### DATA SUPPLIED
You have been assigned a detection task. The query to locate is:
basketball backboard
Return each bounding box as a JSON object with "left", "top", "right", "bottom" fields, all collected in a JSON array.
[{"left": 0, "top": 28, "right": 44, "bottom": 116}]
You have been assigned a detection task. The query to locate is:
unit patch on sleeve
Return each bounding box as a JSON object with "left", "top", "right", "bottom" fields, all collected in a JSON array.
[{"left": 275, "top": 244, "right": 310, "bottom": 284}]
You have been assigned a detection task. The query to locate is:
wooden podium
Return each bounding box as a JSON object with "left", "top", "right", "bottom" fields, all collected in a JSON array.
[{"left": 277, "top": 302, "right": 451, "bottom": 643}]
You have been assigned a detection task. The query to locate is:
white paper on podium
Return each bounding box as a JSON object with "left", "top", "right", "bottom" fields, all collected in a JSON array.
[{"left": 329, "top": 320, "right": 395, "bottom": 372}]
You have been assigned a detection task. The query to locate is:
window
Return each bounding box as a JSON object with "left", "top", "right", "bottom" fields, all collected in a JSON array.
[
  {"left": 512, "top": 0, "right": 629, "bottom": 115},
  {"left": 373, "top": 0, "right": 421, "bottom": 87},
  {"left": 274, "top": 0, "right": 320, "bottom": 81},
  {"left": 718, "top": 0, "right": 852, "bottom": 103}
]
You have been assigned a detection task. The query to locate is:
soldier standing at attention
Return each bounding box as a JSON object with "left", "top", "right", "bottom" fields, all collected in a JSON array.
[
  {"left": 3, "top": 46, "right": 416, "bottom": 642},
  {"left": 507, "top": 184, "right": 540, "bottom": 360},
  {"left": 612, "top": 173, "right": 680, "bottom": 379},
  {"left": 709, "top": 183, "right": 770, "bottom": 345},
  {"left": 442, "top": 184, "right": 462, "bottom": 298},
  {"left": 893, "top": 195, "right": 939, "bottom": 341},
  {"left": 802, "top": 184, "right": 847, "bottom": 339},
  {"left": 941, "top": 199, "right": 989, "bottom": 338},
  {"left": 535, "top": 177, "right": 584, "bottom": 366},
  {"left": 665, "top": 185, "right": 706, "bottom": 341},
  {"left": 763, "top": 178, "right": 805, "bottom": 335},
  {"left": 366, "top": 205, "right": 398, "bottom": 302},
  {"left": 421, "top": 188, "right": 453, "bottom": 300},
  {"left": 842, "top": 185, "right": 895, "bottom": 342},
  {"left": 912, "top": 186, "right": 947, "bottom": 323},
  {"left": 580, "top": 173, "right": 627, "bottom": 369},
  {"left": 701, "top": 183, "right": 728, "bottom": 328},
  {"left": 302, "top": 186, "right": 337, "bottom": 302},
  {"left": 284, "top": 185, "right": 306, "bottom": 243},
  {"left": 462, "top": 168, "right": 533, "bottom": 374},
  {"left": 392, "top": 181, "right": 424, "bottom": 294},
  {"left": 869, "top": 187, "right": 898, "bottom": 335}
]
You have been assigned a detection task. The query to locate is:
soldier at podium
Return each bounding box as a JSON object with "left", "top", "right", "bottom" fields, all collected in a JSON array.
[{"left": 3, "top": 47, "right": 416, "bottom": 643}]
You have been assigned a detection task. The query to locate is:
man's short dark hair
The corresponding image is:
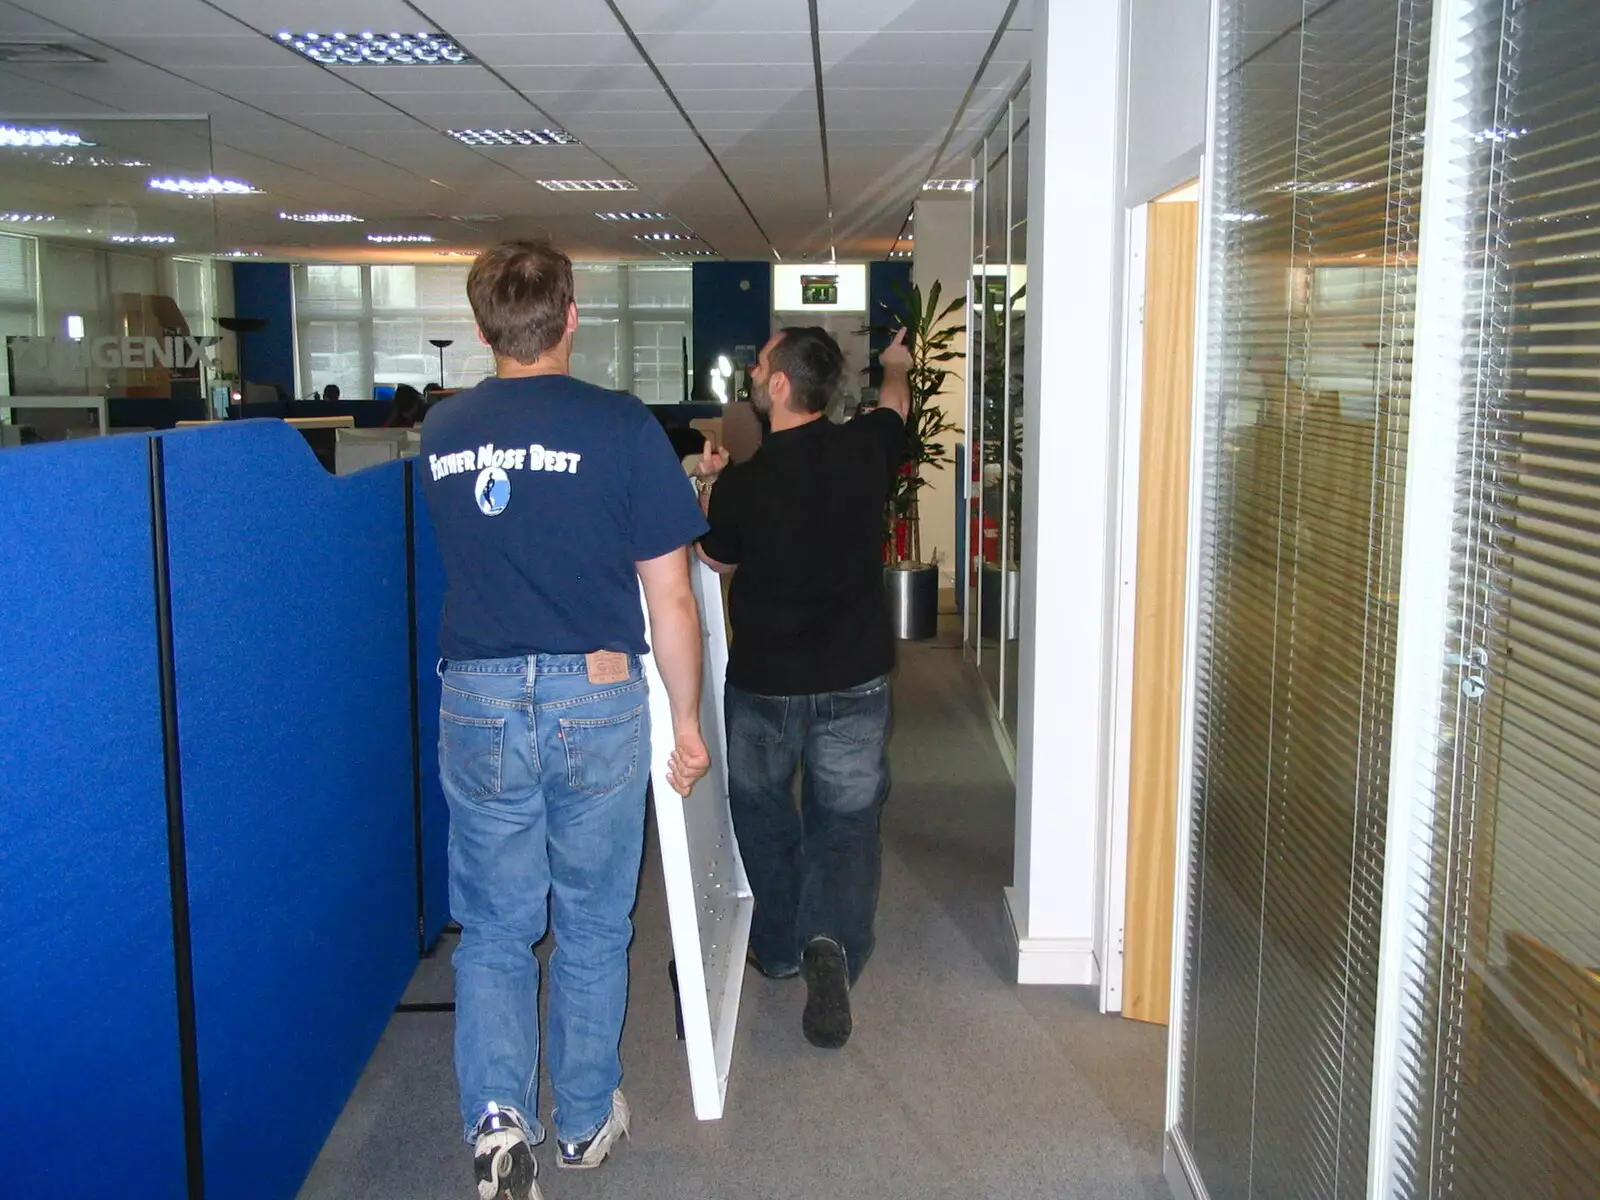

### EXERCISE
Give the listing above again word for word, without its pictures.

### TASK SOLUTION
You have been assigned a detection task. The query to locate is:
basketball backboard
Return each bounding box as a JSON object with "left", "top", "right", "bottom" fields, all collected in a JSON array.
[{"left": 0, "top": 28, "right": 44, "bottom": 116}]
You have been assigned a detection task. The query to locate is:
unit patch on sleeve
Return each bounding box as a JSON object with "left", "top", "right", "bottom" fields, all collected in a JSON array.
[{"left": 275, "top": 244, "right": 310, "bottom": 284}]
You have been assigned a detection task. The query to locate is:
wooden podium
Return each bounding box as a JSON object with "left", "top", "right", "bottom" fields, all collected in a JSON array.
[{"left": 277, "top": 302, "right": 451, "bottom": 643}]
You have been assigned a detection task. The query to locate is:
white paper on podium
Return each bounding box as a JSON object with "left", "top", "right", "bottom" fields, all collected in a JSON array.
[{"left": 329, "top": 320, "right": 395, "bottom": 372}]
You have been assigned a detection task. The query to locate is:
window
Return each bounding box as a JSON object with "left", "top", "right", "bottom" fields, all collected in a JSON array.
[
  {"left": 512, "top": 0, "right": 629, "bottom": 115},
  {"left": 373, "top": 0, "right": 421, "bottom": 87},
  {"left": 274, "top": 0, "right": 320, "bottom": 81},
  {"left": 718, "top": 0, "right": 852, "bottom": 103}
]
You have been assigned a detection task. The query to locate is:
soldier standing at attention
Return each bounding box as a JSON object with "left", "top", "right", "bottom" fields, all collected in a JSON array.
[
  {"left": 3, "top": 46, "right": 416, "bottom": 642},
  {"left": 507, "top": 184, "right": 540, "bottom": 360},
  {"left": 612, "top": 173, "right": 680, "bottom": 379},
  {"left": 709, "top": 183, "right": 770, "bottom": 345},
  {"left": 442, "top": 184, "right": 462, "bottom": 298},
  {"left": 893, "top": 195, "right": 939, "bottom": 341},
  {"left": 802, "top": 184, "right": 847, "bottom": 339},
  {"left": 941, "top": 199, "right": 989, "bottom": 338},
  {"left": 535, "top": 177, "right": 584, "bottom": 366},
  {"left": 665, "top": 185, "right": 706, "bottom": 341},
  {"left": 763, "top": 178, "right": 805, "bottom": 335},
  {"left": 366, "top": 205, "right": 398, "bottom": 302},
  {"left": 421, "top": 188, "right": 453, "bottom": 300},
  {"left": 842, "top": 185, "right": 895, "bottom": 342},
  {"left": 912, "top": 186, "right": 947, "bottom": 323},
  {"left": 580, "top": 173, "right": 627, "bottom": 369},
  {"left": 701, "top": 183, "right": 728, "bottom": 328},
  {"left": 302, "top": 186, "right": 337, "bottom": 302},
  {"left": 284, "top": 185, "right": 306, "bottom": 243},
  {"left": 462, "top": 168, "right": 533, "bottom": 374},
  {"left": 392, "top": 181, "right": 424, "bottom": 294},
  {"left": 869, "top": 187, "right": 898, "bottom": 335}
]
You have been assigned a detection task. The query to locate is:
soldier at podium
Return each bounding box as a JSON object with "left", "top", "right", "bottom" fields, all collected in a JSON array.
[{"left": 3, "top": 47, "right": 416, "bottom": 643}]
You have been assigned a detection task. The query to locate is:
man's short dark hair
The corresponding image is:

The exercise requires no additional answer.